→ **Task description**
In the listing below, find the line containing "Annotate grey hoodie." and the line containing "Annotate blue jacket.". Repeat exactly those two lines and every line between them, nothing more.

******************************

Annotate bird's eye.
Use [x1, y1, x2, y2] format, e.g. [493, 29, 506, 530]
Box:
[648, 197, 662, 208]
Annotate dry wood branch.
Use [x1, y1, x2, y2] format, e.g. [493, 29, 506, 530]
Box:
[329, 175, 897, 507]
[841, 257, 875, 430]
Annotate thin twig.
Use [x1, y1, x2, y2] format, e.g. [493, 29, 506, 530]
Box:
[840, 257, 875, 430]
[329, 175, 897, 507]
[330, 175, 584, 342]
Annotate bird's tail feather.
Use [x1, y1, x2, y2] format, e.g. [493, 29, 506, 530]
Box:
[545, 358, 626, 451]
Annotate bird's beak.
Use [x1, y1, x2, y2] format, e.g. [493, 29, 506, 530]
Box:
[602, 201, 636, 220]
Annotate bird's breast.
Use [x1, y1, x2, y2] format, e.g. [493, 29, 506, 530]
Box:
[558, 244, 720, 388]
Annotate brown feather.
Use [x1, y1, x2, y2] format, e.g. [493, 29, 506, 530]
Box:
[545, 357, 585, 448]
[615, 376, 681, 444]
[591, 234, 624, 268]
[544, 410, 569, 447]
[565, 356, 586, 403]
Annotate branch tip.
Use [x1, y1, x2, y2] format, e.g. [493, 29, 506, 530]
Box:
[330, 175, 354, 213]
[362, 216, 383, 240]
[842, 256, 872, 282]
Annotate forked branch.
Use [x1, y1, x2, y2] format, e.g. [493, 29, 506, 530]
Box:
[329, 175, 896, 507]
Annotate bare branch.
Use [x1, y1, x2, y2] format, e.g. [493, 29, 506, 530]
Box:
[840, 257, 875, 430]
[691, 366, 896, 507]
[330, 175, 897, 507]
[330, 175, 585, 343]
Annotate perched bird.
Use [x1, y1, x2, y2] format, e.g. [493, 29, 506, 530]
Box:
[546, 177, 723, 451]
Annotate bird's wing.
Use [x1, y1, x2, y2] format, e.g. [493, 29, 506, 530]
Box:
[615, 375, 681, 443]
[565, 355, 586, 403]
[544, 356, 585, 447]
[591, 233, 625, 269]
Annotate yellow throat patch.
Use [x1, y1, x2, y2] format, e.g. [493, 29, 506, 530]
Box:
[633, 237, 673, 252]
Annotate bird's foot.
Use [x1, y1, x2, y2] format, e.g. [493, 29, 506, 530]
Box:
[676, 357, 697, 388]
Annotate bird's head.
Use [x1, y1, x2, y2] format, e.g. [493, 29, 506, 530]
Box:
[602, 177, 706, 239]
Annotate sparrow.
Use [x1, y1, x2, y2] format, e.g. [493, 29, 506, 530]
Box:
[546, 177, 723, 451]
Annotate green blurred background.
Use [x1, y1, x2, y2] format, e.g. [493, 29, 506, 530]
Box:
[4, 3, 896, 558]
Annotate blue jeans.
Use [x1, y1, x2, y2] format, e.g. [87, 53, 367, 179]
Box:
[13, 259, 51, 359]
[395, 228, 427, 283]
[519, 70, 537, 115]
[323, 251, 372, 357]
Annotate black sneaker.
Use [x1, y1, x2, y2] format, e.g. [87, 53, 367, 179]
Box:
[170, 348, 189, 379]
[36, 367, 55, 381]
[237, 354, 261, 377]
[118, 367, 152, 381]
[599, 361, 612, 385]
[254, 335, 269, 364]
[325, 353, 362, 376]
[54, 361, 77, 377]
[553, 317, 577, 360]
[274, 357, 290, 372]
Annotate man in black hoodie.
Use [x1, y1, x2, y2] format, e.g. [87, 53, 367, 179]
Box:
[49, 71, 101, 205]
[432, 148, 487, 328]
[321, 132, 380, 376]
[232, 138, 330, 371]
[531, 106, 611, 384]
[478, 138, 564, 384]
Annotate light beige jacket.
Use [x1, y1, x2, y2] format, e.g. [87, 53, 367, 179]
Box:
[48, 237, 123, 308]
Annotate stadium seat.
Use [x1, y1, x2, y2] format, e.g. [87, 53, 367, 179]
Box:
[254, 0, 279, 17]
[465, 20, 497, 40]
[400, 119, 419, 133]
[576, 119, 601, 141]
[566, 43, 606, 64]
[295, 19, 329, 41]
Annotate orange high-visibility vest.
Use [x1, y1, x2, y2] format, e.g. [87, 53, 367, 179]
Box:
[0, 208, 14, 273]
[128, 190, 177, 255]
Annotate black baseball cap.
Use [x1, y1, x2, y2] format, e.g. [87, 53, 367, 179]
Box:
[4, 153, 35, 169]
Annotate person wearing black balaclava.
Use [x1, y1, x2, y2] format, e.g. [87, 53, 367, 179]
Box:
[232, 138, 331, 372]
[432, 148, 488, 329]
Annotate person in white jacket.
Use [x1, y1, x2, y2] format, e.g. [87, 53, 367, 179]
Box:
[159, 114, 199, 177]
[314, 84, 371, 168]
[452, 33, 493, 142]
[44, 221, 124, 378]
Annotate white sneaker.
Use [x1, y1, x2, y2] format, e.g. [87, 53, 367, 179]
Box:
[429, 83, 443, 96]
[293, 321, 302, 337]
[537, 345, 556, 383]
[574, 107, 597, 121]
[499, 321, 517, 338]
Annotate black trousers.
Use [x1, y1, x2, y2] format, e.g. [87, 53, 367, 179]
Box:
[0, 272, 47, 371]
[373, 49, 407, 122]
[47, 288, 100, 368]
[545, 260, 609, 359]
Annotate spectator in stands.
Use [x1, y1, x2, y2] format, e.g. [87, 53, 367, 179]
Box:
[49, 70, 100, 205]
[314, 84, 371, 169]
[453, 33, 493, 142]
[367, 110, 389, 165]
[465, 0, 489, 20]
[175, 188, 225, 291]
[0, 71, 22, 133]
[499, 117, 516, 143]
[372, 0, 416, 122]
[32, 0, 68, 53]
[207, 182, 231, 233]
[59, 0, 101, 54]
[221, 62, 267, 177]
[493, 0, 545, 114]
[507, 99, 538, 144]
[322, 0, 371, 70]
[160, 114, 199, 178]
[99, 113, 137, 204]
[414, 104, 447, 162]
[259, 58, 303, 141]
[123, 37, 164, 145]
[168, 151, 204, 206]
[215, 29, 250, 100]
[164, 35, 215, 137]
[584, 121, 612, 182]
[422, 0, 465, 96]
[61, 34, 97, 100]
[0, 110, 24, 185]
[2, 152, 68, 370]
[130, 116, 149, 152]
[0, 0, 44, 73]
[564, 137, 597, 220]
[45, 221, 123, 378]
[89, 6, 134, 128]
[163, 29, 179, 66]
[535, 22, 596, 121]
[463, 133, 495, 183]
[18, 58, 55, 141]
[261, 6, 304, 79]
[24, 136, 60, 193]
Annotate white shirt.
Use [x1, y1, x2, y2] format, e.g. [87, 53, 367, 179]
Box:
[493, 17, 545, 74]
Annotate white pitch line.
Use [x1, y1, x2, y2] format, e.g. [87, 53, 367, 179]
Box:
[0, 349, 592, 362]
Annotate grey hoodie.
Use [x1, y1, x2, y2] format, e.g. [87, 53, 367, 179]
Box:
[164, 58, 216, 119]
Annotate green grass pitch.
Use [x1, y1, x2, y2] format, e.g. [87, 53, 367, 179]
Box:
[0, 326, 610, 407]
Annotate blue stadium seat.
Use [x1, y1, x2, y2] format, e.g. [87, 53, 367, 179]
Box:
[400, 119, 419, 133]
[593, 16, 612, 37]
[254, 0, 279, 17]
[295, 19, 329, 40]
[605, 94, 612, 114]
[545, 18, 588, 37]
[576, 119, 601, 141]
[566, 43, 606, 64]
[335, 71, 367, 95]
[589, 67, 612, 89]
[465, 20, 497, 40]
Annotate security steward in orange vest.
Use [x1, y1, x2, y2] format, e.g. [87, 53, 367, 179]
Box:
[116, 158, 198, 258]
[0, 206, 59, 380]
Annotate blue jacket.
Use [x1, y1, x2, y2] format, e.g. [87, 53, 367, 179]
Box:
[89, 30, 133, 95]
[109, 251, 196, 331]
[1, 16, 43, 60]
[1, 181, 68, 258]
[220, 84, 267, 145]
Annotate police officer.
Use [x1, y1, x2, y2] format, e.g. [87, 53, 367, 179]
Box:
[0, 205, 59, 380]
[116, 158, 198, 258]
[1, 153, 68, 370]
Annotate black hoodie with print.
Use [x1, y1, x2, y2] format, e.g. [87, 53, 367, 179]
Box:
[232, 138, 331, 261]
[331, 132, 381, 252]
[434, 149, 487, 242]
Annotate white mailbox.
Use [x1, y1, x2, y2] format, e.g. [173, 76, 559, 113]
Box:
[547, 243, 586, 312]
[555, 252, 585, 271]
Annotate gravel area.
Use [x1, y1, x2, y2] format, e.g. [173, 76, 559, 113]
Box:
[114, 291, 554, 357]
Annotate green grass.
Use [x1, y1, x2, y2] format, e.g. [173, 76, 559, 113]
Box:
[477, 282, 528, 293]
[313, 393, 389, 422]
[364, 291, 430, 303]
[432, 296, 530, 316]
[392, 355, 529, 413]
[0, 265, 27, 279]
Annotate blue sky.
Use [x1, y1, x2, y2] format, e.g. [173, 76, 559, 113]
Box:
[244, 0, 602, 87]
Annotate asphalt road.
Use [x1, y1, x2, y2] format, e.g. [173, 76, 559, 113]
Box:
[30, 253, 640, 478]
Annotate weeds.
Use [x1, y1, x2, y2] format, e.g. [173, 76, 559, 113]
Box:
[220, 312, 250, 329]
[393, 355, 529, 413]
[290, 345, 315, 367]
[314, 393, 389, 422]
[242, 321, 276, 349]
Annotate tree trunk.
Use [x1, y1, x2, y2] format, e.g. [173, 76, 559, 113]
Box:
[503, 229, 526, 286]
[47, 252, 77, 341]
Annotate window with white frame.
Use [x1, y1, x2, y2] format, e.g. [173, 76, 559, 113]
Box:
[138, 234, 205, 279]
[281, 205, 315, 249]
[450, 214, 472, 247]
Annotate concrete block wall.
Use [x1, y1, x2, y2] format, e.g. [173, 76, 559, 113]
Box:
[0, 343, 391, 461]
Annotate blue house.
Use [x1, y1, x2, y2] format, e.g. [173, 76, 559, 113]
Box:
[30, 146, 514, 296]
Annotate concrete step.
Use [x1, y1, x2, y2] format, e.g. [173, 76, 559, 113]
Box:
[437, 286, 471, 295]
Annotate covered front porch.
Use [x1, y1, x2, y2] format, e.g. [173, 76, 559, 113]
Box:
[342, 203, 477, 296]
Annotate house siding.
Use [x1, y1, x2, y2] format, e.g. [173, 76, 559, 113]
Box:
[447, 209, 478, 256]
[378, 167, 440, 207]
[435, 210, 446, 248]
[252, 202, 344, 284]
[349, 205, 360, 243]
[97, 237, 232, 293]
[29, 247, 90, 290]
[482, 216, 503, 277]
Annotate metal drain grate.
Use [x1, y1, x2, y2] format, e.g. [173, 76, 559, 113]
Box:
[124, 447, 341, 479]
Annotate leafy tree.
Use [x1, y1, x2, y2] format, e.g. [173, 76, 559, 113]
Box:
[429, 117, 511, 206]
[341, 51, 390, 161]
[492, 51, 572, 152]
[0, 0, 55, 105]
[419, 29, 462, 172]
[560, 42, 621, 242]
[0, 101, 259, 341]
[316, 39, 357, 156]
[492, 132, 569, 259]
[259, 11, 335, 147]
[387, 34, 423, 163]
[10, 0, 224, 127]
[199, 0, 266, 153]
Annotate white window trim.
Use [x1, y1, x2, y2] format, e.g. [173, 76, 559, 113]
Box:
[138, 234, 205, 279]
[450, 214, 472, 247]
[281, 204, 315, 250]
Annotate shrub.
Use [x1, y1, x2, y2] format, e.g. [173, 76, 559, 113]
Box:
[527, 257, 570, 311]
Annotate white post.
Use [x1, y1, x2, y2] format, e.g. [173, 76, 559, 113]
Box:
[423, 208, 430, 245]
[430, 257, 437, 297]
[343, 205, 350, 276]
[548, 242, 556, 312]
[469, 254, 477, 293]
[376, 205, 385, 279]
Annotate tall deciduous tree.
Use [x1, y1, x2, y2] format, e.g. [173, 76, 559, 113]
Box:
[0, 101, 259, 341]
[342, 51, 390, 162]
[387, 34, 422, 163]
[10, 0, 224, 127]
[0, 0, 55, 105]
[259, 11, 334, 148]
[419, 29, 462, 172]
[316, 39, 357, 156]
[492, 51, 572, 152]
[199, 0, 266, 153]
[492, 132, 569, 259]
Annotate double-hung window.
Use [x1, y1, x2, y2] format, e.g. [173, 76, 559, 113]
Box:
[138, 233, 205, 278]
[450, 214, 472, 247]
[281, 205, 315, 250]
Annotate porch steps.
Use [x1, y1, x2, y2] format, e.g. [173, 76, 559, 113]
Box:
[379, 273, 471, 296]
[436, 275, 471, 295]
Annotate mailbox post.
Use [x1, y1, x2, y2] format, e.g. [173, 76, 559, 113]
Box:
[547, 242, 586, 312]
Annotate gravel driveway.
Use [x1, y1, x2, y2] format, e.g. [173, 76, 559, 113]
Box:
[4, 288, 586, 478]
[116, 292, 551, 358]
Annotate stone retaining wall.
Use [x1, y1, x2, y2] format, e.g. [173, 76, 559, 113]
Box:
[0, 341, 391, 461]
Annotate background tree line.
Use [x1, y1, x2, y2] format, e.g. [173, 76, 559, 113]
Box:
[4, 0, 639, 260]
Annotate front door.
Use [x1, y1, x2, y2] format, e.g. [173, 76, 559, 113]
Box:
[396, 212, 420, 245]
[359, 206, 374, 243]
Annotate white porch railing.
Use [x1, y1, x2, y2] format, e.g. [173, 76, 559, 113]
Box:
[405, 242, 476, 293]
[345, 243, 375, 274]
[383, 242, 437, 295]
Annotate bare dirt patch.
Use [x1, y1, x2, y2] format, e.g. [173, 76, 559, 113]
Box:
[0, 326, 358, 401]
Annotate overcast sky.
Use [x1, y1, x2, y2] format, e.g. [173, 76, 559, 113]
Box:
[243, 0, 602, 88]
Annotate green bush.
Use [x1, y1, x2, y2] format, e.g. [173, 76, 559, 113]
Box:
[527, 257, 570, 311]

******************************

→ **Completed task**
Annotate grey hoodie.
Use [x1, y1, x2, y2] format, e.g. [87, 53, 367, 179]
Box:
[164, 58, 216, 119]
Annotate green grass pitch.
Use [x1, y1, x2, y2] format, e.g. [87, 53, 367, 179]
Box:
[0, 326, 610, 407]
Annotate blue stadium seat.
Use [x1, y1, x2, y2] format, e.g. [87, 53, 367, 179]
Box:
[400, 119, 419, 133]
[593, 16, 612, 37]
[254, 0, 279, 17]
[295, 19, 329, 40]
[605, 94, 612, 114]
[545, 18, 588, 37]
[576, 119, 601, 141]
[566, 43, 606, 64]
[335, 71, 367, 95]
[589, 67, 612, 89]
[465, 20, 497, 40]
Annotate security steward in orange vest.
Use [x1, y1, x2, y2] format, e.g. [87, 53, 367, 179]
Box:
[116, 158, 198, 258]
[0, 206, 59, 380]
Annotate blue jacket.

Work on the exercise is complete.